# Exercise directions
Your answer should consist of every line from the records that holds the string "striped".

# Data for processing
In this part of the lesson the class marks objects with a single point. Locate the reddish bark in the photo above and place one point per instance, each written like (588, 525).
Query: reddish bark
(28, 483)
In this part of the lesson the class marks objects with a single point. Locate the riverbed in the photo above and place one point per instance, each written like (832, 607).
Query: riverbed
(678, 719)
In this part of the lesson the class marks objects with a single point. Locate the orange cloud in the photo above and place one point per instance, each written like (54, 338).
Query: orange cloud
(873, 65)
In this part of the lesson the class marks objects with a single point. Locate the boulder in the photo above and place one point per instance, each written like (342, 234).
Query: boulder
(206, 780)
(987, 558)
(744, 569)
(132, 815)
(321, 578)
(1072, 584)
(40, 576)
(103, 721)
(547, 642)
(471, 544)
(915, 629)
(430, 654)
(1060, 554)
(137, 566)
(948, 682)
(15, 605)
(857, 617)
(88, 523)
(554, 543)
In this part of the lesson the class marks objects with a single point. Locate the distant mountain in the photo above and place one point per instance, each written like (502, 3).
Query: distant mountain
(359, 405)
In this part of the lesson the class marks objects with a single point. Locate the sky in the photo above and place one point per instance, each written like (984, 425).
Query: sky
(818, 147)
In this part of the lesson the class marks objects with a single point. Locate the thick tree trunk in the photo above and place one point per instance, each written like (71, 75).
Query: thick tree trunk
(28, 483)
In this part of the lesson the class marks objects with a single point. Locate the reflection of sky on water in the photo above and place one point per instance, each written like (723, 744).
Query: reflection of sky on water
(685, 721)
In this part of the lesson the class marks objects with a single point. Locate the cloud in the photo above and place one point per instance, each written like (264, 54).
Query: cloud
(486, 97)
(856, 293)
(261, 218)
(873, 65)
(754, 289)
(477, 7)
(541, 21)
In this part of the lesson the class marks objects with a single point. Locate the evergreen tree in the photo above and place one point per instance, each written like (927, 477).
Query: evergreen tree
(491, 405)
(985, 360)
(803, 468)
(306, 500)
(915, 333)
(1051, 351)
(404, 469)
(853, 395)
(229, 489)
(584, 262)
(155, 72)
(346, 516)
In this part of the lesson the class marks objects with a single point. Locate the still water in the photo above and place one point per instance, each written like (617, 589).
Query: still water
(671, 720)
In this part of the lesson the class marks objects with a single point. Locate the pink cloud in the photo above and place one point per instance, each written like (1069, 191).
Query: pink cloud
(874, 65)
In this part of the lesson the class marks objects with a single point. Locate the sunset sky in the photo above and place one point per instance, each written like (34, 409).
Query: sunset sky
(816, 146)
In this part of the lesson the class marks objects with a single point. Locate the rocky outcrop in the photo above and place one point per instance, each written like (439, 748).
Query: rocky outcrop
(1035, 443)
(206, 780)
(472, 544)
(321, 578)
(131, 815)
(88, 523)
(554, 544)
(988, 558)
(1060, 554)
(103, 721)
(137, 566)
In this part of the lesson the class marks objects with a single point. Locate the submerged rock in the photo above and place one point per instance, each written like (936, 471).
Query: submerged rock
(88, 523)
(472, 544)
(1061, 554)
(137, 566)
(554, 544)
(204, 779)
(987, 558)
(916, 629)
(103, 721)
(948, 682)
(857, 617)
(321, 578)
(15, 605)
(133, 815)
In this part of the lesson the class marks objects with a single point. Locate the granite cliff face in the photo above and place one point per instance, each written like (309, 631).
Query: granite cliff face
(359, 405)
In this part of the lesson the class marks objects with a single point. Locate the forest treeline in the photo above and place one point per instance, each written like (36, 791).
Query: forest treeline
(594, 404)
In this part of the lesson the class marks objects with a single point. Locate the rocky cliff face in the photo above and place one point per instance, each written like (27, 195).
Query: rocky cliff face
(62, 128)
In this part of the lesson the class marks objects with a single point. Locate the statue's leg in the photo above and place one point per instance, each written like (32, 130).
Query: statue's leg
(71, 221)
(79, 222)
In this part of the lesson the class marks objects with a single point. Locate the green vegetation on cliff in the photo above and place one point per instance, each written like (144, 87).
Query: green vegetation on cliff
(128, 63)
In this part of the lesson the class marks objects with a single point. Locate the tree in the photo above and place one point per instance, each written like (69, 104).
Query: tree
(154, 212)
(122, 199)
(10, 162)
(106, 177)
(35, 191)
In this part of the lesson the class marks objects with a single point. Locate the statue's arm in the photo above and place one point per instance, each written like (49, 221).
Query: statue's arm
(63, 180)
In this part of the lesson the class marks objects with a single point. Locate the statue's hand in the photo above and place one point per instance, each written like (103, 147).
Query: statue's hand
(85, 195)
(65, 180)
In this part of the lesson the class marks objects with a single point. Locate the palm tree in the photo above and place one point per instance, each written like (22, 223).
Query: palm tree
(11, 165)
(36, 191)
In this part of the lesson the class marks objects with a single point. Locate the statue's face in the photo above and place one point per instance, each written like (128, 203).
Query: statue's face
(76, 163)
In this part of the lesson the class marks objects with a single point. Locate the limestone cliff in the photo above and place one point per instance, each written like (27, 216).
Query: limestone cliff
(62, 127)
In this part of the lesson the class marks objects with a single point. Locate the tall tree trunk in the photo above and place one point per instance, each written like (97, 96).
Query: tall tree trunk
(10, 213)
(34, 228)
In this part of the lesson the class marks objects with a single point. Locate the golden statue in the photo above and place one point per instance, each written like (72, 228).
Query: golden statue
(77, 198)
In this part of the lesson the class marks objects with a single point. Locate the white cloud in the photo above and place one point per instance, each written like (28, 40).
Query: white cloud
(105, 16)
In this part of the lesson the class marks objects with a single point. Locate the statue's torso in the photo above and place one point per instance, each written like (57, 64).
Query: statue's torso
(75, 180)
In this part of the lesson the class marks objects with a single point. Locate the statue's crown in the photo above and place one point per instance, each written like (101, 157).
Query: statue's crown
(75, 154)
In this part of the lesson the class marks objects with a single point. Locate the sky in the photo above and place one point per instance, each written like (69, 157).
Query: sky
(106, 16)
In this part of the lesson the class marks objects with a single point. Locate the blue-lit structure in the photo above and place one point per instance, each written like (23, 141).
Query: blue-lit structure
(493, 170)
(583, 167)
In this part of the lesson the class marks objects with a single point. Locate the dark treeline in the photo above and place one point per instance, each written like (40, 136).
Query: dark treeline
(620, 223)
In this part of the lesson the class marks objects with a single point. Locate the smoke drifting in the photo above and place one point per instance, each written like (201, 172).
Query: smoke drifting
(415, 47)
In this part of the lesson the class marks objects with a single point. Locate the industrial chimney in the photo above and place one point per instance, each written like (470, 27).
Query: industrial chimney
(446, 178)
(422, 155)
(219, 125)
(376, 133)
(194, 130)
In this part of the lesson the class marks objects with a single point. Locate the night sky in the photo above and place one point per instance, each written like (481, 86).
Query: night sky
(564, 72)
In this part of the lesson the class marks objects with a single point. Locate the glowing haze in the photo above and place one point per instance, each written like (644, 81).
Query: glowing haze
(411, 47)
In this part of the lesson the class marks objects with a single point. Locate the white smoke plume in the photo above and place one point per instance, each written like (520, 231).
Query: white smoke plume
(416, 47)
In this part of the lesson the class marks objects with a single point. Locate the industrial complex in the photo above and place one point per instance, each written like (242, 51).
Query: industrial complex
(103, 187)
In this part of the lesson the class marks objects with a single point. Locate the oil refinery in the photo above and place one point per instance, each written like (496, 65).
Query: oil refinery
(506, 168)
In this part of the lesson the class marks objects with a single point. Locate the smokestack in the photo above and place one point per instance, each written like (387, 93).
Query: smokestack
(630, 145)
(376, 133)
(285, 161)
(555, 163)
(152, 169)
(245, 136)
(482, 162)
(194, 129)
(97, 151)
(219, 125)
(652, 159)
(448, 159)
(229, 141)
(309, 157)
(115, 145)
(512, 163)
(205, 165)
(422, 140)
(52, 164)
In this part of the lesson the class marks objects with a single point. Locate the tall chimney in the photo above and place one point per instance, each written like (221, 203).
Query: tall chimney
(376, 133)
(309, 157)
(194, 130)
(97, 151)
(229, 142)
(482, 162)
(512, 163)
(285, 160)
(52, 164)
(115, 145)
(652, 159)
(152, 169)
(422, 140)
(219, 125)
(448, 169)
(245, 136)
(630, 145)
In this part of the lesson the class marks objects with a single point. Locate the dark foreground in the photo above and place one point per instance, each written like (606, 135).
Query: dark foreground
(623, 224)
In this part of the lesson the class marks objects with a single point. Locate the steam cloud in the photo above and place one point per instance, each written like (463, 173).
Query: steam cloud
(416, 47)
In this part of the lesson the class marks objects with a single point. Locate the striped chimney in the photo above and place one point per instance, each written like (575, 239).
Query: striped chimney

# Problem solution
In this part of the lesson the class marks objects with a single point. Locate the striped chimney in the photo above and place one point per instance, each written like (575, 239).
Query: striped chimney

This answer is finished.